§ Task goal
Copy all of the records below word for word, but leave the pictures out.

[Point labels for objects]

• • • • •

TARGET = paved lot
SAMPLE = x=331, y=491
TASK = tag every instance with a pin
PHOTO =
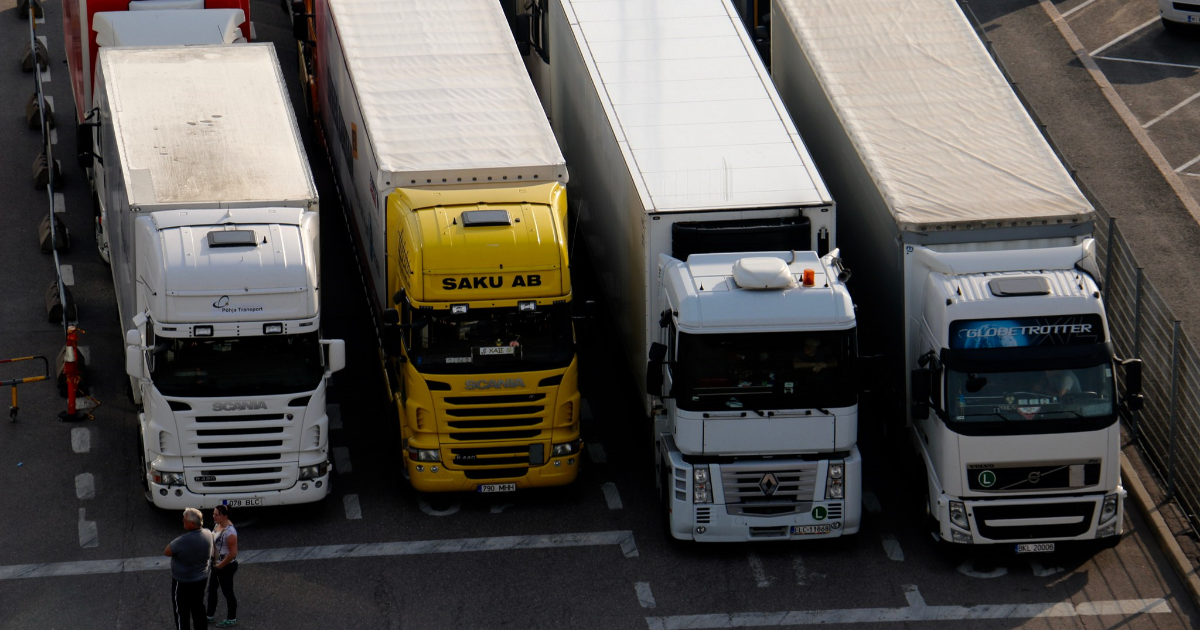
x=81, y=547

• • • • •

§ Response to the exercise
TARGET = paved lot
SAMPLE = x=331, y=491
TASK = tag every instance with a pin
PHOTO =
x=81, y=547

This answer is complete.